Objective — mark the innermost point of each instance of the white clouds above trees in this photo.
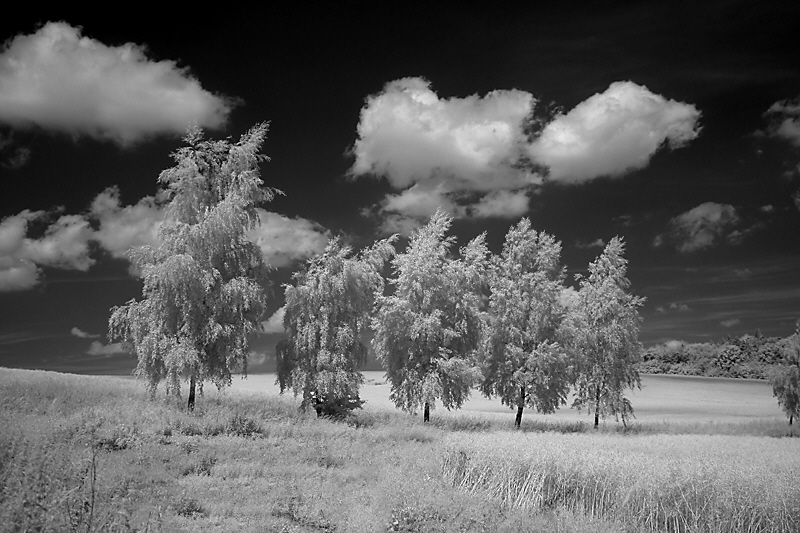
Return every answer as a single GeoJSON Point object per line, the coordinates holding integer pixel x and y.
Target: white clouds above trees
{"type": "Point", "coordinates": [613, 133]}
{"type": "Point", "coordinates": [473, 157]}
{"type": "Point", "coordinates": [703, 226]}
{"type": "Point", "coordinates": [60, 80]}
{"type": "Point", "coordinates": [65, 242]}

==

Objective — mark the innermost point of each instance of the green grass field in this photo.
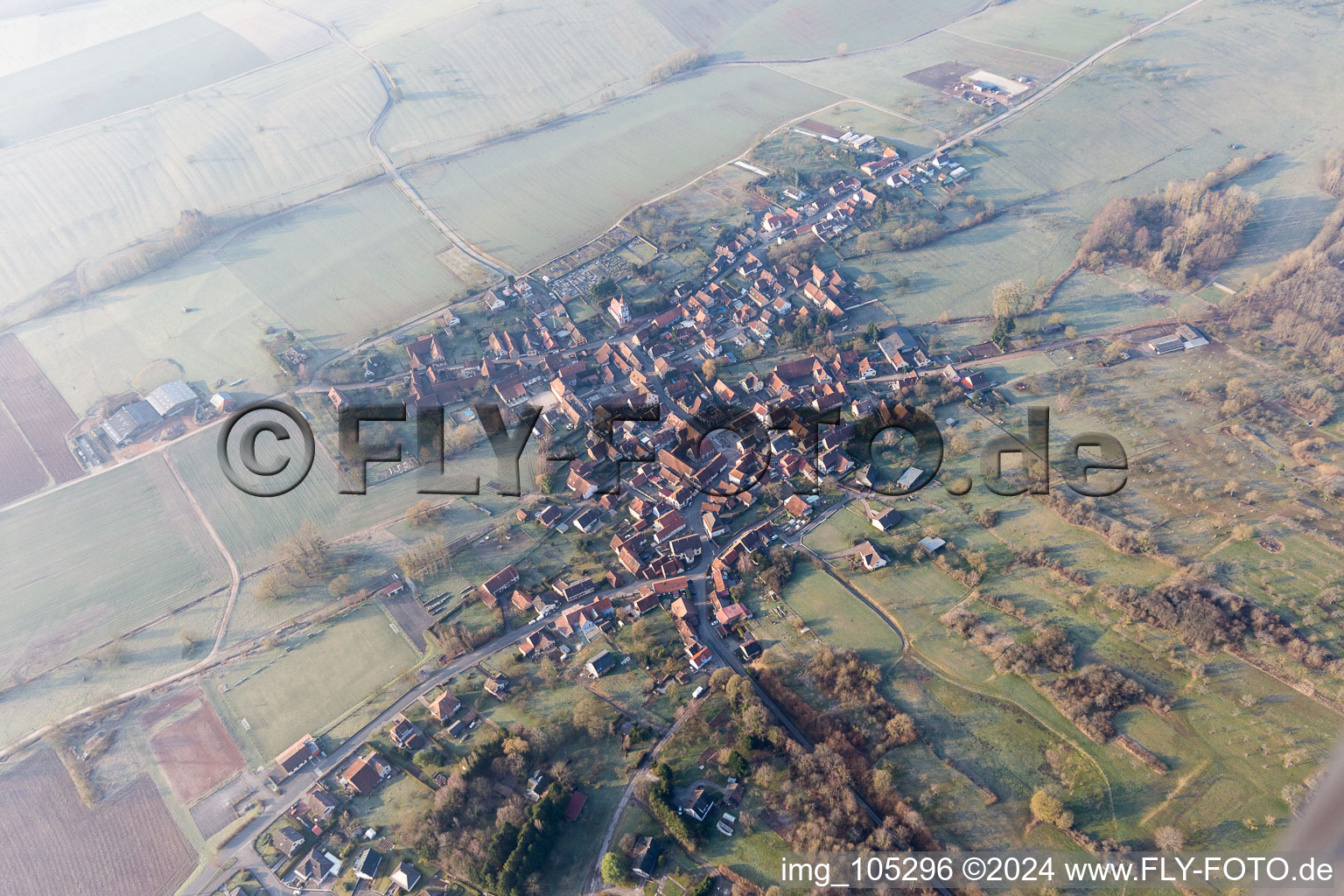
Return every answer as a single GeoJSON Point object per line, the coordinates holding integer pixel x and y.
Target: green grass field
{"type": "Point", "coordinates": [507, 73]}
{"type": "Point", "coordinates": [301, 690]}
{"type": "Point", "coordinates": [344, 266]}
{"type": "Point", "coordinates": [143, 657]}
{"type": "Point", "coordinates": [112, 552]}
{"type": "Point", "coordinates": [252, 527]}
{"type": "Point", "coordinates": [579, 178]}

▸ What you will do
Gather every line in the rows above that contains the word "photo" and copy each one out. Capitalization counts.

▸ Result below
Objective — mark the innermost point of each instance of the white clouds above trees in this photo.
Objective — mark the innermost point of each instance of the green grass field in this photo.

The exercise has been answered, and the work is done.